→ How to complete this task: Each record below is to be output unchanged, and any picture is to be dropped.

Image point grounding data
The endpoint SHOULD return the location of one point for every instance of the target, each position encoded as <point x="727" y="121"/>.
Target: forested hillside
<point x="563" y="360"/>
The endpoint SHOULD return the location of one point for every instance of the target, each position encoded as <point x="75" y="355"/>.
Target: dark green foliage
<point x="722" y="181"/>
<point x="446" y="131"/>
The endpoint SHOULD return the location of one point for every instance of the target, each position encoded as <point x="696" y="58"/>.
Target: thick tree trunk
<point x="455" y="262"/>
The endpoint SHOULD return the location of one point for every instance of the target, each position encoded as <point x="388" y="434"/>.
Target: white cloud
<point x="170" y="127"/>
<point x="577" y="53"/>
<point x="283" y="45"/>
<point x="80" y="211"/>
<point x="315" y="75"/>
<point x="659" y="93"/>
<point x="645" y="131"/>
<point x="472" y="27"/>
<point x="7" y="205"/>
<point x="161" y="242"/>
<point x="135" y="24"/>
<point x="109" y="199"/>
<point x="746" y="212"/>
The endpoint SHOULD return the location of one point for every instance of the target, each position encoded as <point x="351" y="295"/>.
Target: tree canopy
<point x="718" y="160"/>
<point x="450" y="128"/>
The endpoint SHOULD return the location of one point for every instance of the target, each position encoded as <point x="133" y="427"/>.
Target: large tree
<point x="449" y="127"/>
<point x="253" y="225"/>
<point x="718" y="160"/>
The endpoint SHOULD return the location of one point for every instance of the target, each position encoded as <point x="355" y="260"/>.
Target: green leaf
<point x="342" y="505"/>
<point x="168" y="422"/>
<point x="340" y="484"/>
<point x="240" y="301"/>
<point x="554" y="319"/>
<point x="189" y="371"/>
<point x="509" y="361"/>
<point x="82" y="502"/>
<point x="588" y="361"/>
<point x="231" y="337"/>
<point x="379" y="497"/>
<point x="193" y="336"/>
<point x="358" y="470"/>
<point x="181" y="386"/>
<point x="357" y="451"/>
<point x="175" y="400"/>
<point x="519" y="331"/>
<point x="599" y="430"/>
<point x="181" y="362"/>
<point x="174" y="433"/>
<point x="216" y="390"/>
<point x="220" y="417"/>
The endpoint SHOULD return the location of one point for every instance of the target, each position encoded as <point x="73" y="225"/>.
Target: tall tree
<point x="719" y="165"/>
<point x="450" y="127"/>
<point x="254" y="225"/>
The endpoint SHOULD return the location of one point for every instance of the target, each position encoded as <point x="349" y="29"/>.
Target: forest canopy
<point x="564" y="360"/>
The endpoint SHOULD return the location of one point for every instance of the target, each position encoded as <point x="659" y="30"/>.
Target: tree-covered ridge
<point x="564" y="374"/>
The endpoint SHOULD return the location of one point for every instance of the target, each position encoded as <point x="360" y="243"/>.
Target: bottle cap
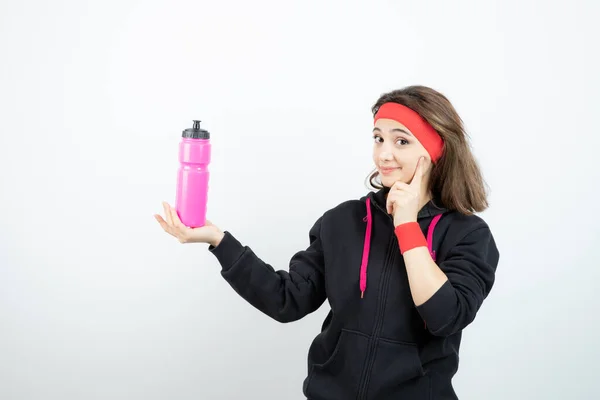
<point x="196" y="132"/>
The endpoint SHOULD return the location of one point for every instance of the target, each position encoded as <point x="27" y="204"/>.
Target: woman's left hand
<point x="404" y="199"/>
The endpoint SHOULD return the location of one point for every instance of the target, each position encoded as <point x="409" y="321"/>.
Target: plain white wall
<point x="97" y="302"/>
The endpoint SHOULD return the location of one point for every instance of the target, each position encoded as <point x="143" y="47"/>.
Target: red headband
<point x="422" y="130"/>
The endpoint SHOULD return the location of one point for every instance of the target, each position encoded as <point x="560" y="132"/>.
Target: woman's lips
<point x="387" y="170"/>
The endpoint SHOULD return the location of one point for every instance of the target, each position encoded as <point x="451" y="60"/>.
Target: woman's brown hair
<point x="456" y="180"/>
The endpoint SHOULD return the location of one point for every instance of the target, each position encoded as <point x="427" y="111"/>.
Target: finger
<point x="175" y="218"/>
<point x="167" y="213"/>
<point x="399" y="185"/>
<point x="163" y="224"/>
<point x="418" y="175"/>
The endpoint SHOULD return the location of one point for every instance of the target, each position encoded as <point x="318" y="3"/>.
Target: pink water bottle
<point x="192" y="176"/>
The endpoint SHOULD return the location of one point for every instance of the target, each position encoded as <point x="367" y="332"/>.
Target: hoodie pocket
<point x="398" y="373"/>
<point x="339" y="376"/>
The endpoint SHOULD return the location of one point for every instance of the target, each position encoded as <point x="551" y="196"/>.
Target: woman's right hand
<point x="208" y="233"/>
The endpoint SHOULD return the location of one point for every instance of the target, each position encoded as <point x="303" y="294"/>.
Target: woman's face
<point x="396" y="153"/>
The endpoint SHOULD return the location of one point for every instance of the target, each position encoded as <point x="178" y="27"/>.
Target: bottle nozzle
<point x="195" y="132"/>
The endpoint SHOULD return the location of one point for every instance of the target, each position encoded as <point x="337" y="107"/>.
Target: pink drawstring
<point x="365" y="260"/>
<point x="430" y="235"/>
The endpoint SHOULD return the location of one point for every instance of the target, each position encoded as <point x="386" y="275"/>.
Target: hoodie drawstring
<point x="367" y="245"/>
<point x="366" y="248"/>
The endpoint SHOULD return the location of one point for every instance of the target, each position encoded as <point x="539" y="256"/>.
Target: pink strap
<point x="430" y="235"/>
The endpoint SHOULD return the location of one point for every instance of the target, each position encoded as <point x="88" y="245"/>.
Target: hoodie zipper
<point x="384" y="285"/>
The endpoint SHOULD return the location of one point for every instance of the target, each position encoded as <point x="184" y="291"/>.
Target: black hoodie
<point x="377" y="346"/>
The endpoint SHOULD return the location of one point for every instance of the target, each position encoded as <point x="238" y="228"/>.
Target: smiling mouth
<point x="387" y="171"/>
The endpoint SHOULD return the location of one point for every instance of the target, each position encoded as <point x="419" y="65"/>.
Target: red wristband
<point x="410" y="236"/>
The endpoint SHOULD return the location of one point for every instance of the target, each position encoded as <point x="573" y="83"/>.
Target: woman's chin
<point x="388" y="181"/>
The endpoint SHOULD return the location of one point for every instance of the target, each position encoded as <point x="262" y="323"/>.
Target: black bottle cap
<point x="196" y="132"/>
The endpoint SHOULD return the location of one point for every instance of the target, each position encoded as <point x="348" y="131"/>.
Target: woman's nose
<point x="385" y="156"/>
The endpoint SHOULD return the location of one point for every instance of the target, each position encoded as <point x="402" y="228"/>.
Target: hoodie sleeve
<point x="285" y="296"/>
<point x="470" y="267"/>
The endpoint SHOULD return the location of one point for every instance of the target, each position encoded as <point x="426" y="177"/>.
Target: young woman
<point x="405" y="268"/>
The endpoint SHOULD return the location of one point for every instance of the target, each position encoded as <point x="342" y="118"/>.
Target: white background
<point x="97" y="302"/>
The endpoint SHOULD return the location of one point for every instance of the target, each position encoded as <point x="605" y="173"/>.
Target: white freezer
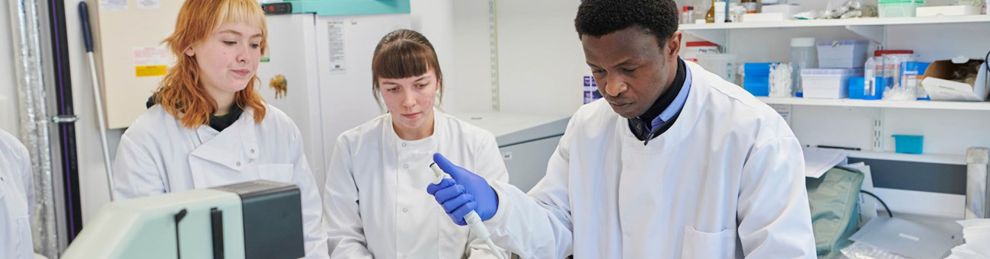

→ Reply:
The endpoint SHOULD return the location of one point for every instance of the target, each position encoded as <point x="727" y="121"/>.
Target: forested hillside
<point x="563" y="360"/>
The endpoint SHOULD return the location of one point for every instance of the target, each position encoded as <point x="75" y="355"/>.
Target: dark green foliage
<point x="722" y="181"/>
<point x="446" y="131"/>
The endpoint SHOULD return the location of one point for every instance of the target, each position encoded as <point x="696" y="58"/>.
Target: thick tree trunk
<point x="455" y="262"/>
The endpoint SHOULD return the location of one point for every instance of the target, each position encoded as <point x="388" y="434"/>.
Target: white cloud
<point x="170" y="127"/>
<point x="577" y="53"/>
<point x="283" y="45"/>
<point x="80" y="211"/>
<point x="315" y="75"/>
<point x="659" y="93"/>
<point x="645" y="131"/>
<point x="472" y="27"/>
<point x="7" y="205"/>
<point x="161" y="242"/>
<point x="135" y="24"/>
<point x="109" y="199"/>
<point x="746" y="212"/>
The endpoint SHOULD return the location of one point for every instance of the target, each position encoded as <point x="351" y="295"/>.
Target: tree canopy
<point x="718" y="160"/>
<point x="450" y="128"/>
The endpoint SHOULD return the location of one point for every instance of the target, each position encoded as <point x="133" y="427"/>.
Target: large tree
<point x="449" y="127"/>
<point x="253" y="225"/>
<point x="718" y="160"/>
The endpoint SHOULD return the location of one point for every instance of the target, each position encoded as <point x="355" y="260"/>.
Target: green leaf
<point x="342" y="505"/>
<point x="168" y="422"/>
<point x="340" y="484"/>
<point x="240" y="301"/>
<point x="554" y="319"/>
<point x="189" y="371"/>
<point x="509" y="361"/>
<point x="82" y="502"/>
<point x="588" y="361"/>
<point x="231" y="337"/>
<point x="379" y="497"/>
<point x="193" y="336"/>
<point x="358" y="470"/>
<point x="181" y="386"/>
<point x="357" y="451"/>
<point x="175" y="400"/>
<point x="519" y="331"/>
<point x="599" y="430"/>
<point x="181" y="362"/>
<point x="174" y="433"/>
<point x="216" y="390"/>
<point x="220" y="417"/>
The endpoint SHOULD return the location of one point for every instance of the target, each position encoded as <point x="73" y="225"/>.
Target: tall tree
<point x="719" y="165"/>
<point x="450" y="127"/>
<point x="254" y="225"/>
The endpoint SHOULD return the location of one point for every instance of the target, each position encoded as <point x="349" y="29"/>.
Target: forest canopy
<point x="564" y="360"/>
The endpoint SHOULD return the location of one point for every instance of the target, each position encoded as <point x="659" y="30"/>.
Target: tree-covered ridge
<point x="564" y="374"/>
The endpoint SHOULD return the location of one point for every instance of the target, each position encoded as <point x="360" y="243"/>.
Target: bottle cap
<point x="196" y="132"/>
The endpoint SHOULD return the location of one point for every instance of the target, each position encoded as <point x="27" y="204"/>.
Target: woman's left hand
<point x="404" y="199"/>
The endpoint SHOULD return the location of one point for every instance of the target, each position encoded as <point x="409" y="321"/>.
Target: plain white wall
<point x="97" y="302"/>
The endpoint SHOULD return the location of one point for every instance of the target, each position encoded as <point x="143" y="47"/>.
Target: red headband
<point x="422" y="130"/>
The endpoint SHOULD return the location of one point for every instance of the target, each position encoded as <point x="560" y="132"/>.
Target: woman's lips
<point x="387" y="170"/>
The endpoint SHOULD return the location of one point for every instance of the target, each position encoded as <point x="451" y="60"/>.
Target: woman's brown hair
<point x="456" y="180"/>
The endpoint SHOULD return the location of one point for every instance of the target, each position encoded as <point x="427" y="111"/>.
Target: finger
<point x="175" y="218"/>
<point x="167" y="213"/>
<point x="399" y="185"/>
<point x="163" y="224"/>
<point x="418" y="175"/>
The endpoint SHOULD return the location of one point for every instance of the target, each position encoded as <point x="318" y="3"/>.
Target: pink water bottle
<point x="192" y="176"/>
The endpoint SHOULD return the location of one point for every instance of the target, each position encoded as <point x="367" y="332"/>.
Target: hoodie pocket
<point x="398" y="373"/>
<point x="339" y="376"/>
The endpoint SHOULD return the location of one point for every instance of the target, each position encoded as <point x="551" y="196"/>.
Target: woman's right hand
<point x="208" y="233"/>
The endpoint SHOULD return the location of one point for every instance of the target, each position encoded as <point x="303" y="294"/>.
Target: woman's face
<point x="396" y="153"/>
The endpoint SHOULD return the location of one point for every instance of the target, each position encoded as <point x="178" y="27"/>.
Target: bottle nozzle
<point x="195" y="132"/>
The endpoint SHOULD return the location of one point for every instance of the target, each position encoded as <point x="337" y="107"/>.
Target: pink drawstring
<point x="365" y="260"/>
<point x="430" y="235"/>
The endpoint SHOULD return the location of one point for every instance of the target, each position encoded as <point x="386" y="275"/>.
Target: hoodie drawstring
<point x="367" y="245"/>
<point x="366" y="248"/>
The endpoint SHOULD return the location of one point for every instance of the target, each position encoded as <point x="539" y="256"/>.
Target: pink strap
<point x="430" y="235"/>
The endpoint SHOULD return the location of one point for every instance of the target, each position encoded as <point x="88" y="245"/>.
Target: hoodie zipper
<point x="384" y="285"/>
The endpoint SHOULD return the location of one point for every instance of the target, each position encoded as <point x="184" y="291"/>.
Target: black hoodie
<point x="377" y="346"/>
The endpoint SHOULD return the location of one point for every instance of the target, each position encoded as <point x="238" y="228"/>.
Target: smiling mouth
<point x="387" y="171"/>
The endpoint SHOULD return the location of one point for every instance of the target, each position encoded as <point x="419" y="65"/>.
Target: red wristband
<point x="410" y="236"/>
The endpoint SHOULD return the location of one point for every instance of the target, each position encoded as <point x="573" y="83"/>.
Target: woman's chin
<point x="388" y="181"/>
The endpoint SHOULD return the location of one point for every instance of the target, each position encoded as <point x="262" y="323"/>.
Target: black bottle cap
<point x="196" y="132"/>
The endpoint SHOULD return the location of one point for every instance of the target, each position encoded as <point x="348" y="131"/>.
Target: woman's nose
<point x="385" y="156"/>
The endpoint SHOULD return the location of one point for every instance of the target, each position encoded as <point x="402" y="228"/>.
Target: hoodie sleeve
<point x="285" y="296"/>
<point x="470" y="267"/>
The endpoint SHOULD return the location of one point for every instance of the target, each position encoded as <point x="426" y="177"/>.
Target: young woman
<point x="405" y="268"/>
The endpoint SHOULD return the location of one point for every instance of the target, each position encoded as <point x="342" y="118"/>.
Target: white background
<point x="97" y="302"/>
The endpoint SHOULD return the location of one point for every instance of the target, each position encoded as <point x="605" y="173"/>.
Target: white freezer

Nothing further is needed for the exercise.